ТЕКСТОВЫЙ ФРАГМЕНТ:
%%

Это понятно. Пьесы Гофмансталя даже в переводах[ccxcix] звучат подлинностью лирического чувства. Оберечь ее способен был только один русский режиссер — Мейерхольд. Не зря К. И. Чуковский готов был простить режиссеру «все грехи» «за смелую, оригинальную, вдохновенную постановку “Балаганчика”», где сам Мейерхольд, играя Пьеро, «не сделал ни одного ложного движения, {69} ни одной фальшивой интонации»[ccc]. Гофмансталь, подобно Блоку, мог быть «глубоко спокоен» «за основу своей лирической души»[ccci].

Чулков, однако, имел в виду не поэтическое равнодействие драматурга и режиссера, а сходство эстетических платформ. Признавая «красоту и совершенство» поэзии Гофмансталя, он считал их принадлежащими «декадентскому эстетизму» (аналог старшим русским символистам брюсовского призыва), который предлагал оставить в прошлом, XIX веке, с тем, чтобы в новом, XX‑м, устремиться к теургическим берегам, где «музыка… сольется с жизнью, поэтическое творчество станет воистину действием, поэтическое произведение — событием»[cccii]. Туда он неуклонно звал и уклонявшегося Мейерхольда.

Прогноз Чулкова в отношении Гофмансталя («хочется верить, что его творчество характерно для конца XIX века, а не для XX»[ccciii]) оказался ошибочным. Вступив на путь мифологизации (достаточно вспомнить знаменитого «Царя Эдипа», поставленного в цирке М. Рейнгардтом, 1910), поэт бесспорно приобщился к модернистской соборности. Что до Мейерхольда, то он охотно ставил и «старого» и «нового» Гофмансталя. «Безумец и смерть» в переводе Ю. К. Балтрушайтиса предполагался к постановке в Театре-студии на Поварской[ccciv]. После ухода из театра на Офицерской (в гастрольной поездке с группой актеров весной 1908 года), он поставил в Минске «Электру»[cccv], а в 1913 году — в Мариинском театре «Электру» Р. Штрауса по либретто Гофмансталя в переводе М. Кузмина.

Что касается «Свадьбы Зобеиды», то драматическое стихотворение Гофмансталя представляло форму, с которой режиссер встречался впервые. Речь идет о стилизации ориентальных мотивов.

Ориентализм был одной из самых характерных тенденций стиля модерн. По словам Д. В. Сарабьянова, диалог с Востоком, начатый романтиками и продолженный импрессионистами, «особенно развернулся в период господства стиля модерн»[cccvi]. Он даже считает, что «среди явлений широкой истории и географии искусства», которые оказались в сфере внимания модерна, Востоку «принадлежит едва ли не главное место»[cccvii]. Художники модерна активно использовали технику условной живописи Китая и Японии, орнаментальные мотивы традиционного искусства Ирана и Персии и т. д.

%%

ЗАДАНИЕ 1:
Почему, согласно тексту о Гофманстале и Мейерхольде, прогноз Чулкова относительно Гофмансталя оказался ошибочным? Ответьте одним–тремя предложениями.
ЗАДАНИЕ 2:
Перепишите без изменений фрагмент текста о Гофманстале и Мейерхольде, который начинается со слов «Прогноз Чулкова в» и заканчивается словами «переводе М. Кузмина.».

Записи с указанием на названные объекты:
%%

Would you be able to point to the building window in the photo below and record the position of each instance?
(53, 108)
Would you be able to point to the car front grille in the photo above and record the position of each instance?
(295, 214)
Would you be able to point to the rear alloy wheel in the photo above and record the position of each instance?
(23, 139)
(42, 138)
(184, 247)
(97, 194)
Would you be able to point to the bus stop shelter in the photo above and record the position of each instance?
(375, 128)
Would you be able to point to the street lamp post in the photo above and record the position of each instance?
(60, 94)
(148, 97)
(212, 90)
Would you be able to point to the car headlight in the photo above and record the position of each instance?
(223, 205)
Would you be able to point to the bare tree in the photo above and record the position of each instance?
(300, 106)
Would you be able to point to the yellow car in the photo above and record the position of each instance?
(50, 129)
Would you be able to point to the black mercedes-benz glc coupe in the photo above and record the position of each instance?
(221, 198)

%%
%%

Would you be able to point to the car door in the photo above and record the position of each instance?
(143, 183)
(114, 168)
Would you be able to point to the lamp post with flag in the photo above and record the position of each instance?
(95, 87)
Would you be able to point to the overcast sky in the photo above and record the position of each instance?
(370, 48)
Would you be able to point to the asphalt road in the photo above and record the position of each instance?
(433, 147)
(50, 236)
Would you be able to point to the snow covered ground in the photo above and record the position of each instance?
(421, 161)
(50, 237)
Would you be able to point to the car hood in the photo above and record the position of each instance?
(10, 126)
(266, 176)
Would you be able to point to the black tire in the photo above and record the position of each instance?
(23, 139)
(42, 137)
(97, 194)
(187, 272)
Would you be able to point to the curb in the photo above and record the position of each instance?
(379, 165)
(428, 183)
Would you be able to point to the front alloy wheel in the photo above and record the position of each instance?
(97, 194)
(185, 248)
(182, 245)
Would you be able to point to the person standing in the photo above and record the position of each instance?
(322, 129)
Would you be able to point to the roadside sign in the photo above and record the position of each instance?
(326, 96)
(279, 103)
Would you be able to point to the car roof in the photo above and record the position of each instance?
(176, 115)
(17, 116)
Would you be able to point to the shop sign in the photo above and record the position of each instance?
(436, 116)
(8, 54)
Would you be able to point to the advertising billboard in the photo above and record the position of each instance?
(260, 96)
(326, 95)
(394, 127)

%%
%%

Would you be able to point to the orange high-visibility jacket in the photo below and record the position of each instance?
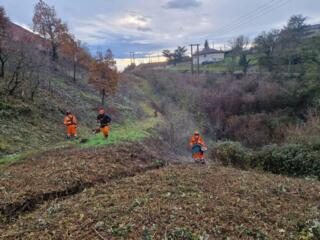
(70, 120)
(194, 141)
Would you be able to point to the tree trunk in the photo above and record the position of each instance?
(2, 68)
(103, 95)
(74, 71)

%%

РАЗБОР ОТВЕТА 1:
Прогноз Чулкова оказался ошибочным, потому что Гофмансталь вступил на путь мифологизации. Примером служит знаменитый «Царь Эдип», поставленный М. Рейнгардтом в цирке в 1910 году. Тем самым поэт бесспорно приобщился к модернистской соборности.

РАЗБОР ОТВЕТА 2:
Прогноз Чулкова в отношении Гофмансталя («хочется верить, что его творчество характерно для конца XIX века, а не для XX»[ccciii]) оказался ошибочным. Вступив на путь мифологизации (достаточно вспомнить знаменитого «Царя Эдипа», поставленного в цирке М. Рейнгардтом, 1910), поэт бесспорно приобщился к модернистской соборности. Что до Мейерхольда, то он охотно ставил и «старого» и «нового» Гофмансталя. «Безумец и смерть» в переводе Ю. К. Балтрушайтиса предполагался к постановке в Театре-студии на Поварской[ccciv]. После ухода из театра на Офицерской (в гастрольной поездке с группой актеров весной 1908 года), он поставил в Минске «Электру»[cccv], а в 1913 году — в Мариинском театре «Электру» Р. Штрауса по либретто Гофмансталя в переводе М. Кузмина.